#### [GOAL]
In the Z-score article below, please list every kind of data it names as commonly following a normal distribution.

#### [SELECTION]
----

Z score, also called as standard score, is used to scale the features in a dataset for machine learning model training. It can also be used to detect outliers. In this one, we will first see how to compute Z-scores and then use it to detect outliers.
How is Z-score used in machine learning?
Now, different variables/features in a dataset have different range of values.
For example: A feature like ‘Age’ may vary from 1 to 90, whereas ‘income’ may go all the to 10’s of thousands. Looking at a particular value (or observation), for any given variable, it is difficult to say how far is it from the mean without actually computing the mean.
This is where Z-score helps.
It is used to standardize the variable, so that just by knowing the value of a particular observation, you get the sense of how far away it is from the mean.
More specifically, ‘Z score’ tells how many standard deviations away a data point is from the mean.
The process of transforming a feature to its z-scores is called ‘Standardization’.
Z Score Formula
The formula for Z-score is as follows:
$$ Z score = (x -mean) / std. deviation $$
If the z score of a data point is more than 3, it indicates that the data point is quite different from the other data points. Such a data point can be an outlier.
Z-score can be both positive and negative. The farther away from 0, higher the chance of a given data point being an outlier. Typically, Z-score greater than 3 is considered extreme.
source: pinterest graphic
A normal distribution is shown below and it is estimated that:
a) 68% of the data points lie between +/- 1 standard deviation.
b) 95% of the data points lie between +/- 2 standard deviation
c) 99.7% of the data points lie between +/- 3 standard deviation
Common Data that follow normal distribution:
1. Heights of people
2. Income
3. Blood pressure
4. Salaries etc
Load the dataset (dont run if you followed along previously)

----

#### [MATERIAL PROVIDED]

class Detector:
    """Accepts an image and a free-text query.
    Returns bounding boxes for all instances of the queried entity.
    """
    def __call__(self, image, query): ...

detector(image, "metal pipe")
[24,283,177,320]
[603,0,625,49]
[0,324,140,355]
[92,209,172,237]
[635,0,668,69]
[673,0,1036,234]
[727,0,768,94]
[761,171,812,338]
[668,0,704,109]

----

#### [FINISHED TASK]
Heights of people
Income
Blood pressure
Salaries